TASK TO CARRY OUT: What you return must match the listing below exactly.

===============

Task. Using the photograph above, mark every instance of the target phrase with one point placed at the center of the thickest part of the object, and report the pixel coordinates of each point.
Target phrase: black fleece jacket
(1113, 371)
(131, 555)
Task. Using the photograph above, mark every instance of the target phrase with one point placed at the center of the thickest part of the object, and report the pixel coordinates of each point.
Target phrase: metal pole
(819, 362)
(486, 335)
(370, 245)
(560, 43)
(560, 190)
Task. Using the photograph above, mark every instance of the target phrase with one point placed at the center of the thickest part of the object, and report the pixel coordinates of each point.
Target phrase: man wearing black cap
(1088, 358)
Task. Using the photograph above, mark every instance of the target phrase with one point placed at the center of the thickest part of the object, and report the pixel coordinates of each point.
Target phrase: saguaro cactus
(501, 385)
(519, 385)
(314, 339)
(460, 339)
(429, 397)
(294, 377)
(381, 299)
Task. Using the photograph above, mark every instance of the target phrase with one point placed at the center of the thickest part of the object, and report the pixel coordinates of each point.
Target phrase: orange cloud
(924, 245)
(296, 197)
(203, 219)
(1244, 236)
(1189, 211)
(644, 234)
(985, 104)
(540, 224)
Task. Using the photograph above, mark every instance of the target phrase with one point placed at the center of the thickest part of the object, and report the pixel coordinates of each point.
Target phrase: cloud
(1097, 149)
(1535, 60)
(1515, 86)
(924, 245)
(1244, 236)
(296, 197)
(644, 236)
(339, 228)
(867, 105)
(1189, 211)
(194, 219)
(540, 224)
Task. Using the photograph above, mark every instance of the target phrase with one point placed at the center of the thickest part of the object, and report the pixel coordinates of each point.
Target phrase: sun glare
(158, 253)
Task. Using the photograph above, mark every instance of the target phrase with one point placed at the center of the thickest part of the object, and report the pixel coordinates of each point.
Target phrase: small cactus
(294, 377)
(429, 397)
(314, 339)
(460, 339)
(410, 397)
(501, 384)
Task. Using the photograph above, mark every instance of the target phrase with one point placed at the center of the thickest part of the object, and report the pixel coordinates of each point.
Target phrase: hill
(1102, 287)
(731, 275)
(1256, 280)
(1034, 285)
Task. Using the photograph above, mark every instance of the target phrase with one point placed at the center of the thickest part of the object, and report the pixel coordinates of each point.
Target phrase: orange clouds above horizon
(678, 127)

===============

RESPONSE TO THE EXERCISE:
Task. Using the photograph above, mark every instance of the target phrase with one point placed at the center of the thickest part of the object, and report the pixel coordinates of each point.
Target phrase: black fleece jacket
(1113, 371)
(131, 555)
Task. Using the photograph above, mark every instance of the target phrase with one point placed at the center of the thickest part of the object, and report the pixel coordinates of each point.
Target phrase: metal pole
(819, 362)
(486, 335)
(370, 245)
(560, 43)
(560, 190)
Task. Using the photograph above, mark every instance of the target phrase with one point placed at the center of the thickest part of the object, and report the pixel coordinates of each point.
Target phrase: man wearing black cap
(1088, 358)
Task. Using the photograph above, mark every instance of the target phrase with one point placed at the center of the thickest part of the object, and report the pixel coordinates of each point.
Target phrase: saguaro cactus
(501, 385)
(519, 385)
(314, 339)
(460, 339)
(429, 397)
(294, 377)
(381, 299)
Task. Using the photograph above, mark every instance of the target phrase with one point placed at the center of the thickest part of the object, and report the pixel coordinates of each point.
Target phrase: orange cloud
(924, 245)
(296, 197)
(203, 219)
(1244, 236)
(1189, 211)
(644, 234)
(985, 104)
(540, 224)
Task. Using the photograph above, mark every instance of the target phrase with one point placed at the center of the thickest part of the object, and report the pixel coordinates of each point.
Target phrase: cloud
(1097, 149)
(1535, 60)
(1515, 86)
(924, 245)
(1244, 236)
(296, 197)
(644, 236)
(339, 228)
(867, 105)
(1189, 211)
(194, 219)
(540, 224)
Task. Using the photograph above, mark every instance of the target phrase with one point placed at the center of the thickest part of the object, and report the pixel coordinates of each point.
Target phrase: sun glare
(158, 253)
Task. Using the photograph above, mark every instance of the target phrase with one point placed at the center of the thickest part of the object, and report the pixel coordinates of each point.
Target phrase: small cactus
(294, 377)
(429, 397)
(314, 339)
(460, 339)
(410, 397)
(501, 384)
Task. Using the photograph above, mark every instance of the target phrase with one point placed at the center of the thickest part of the object, and report the pixel coordinates of each point.
Target phrase: hill
(1102, 287)
(731, 275)
(1256, 280)
(1034, 285)
Task. Using the photograph above, mark every instance of the target phrase with one point placed at the center of the thickest part of the object, and report the pixel coordinates of each point.
Target phrase: orange clouds above horizon
(678, 127)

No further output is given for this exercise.